--- About this exercise ---
Each entry has to be printed again exactly.

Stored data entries
※
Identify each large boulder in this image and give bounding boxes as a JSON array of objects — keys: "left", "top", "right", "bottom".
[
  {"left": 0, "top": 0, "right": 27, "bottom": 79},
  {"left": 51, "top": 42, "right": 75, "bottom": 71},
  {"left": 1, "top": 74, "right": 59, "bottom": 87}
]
※
--- Solution below ---
Identify each large boulder in this image and give bounding boxes as a JSON array of objects — keys: "left", "top", "right", "bottom".
[
  {"left": 0, "top": 0, "right": 27, "bottom": 79},
  {"left": 51, "top": 42, "right": 75, "bottom": 71},
  {"left": 1, "top": 74, "right": 59, "bottom": 87}
]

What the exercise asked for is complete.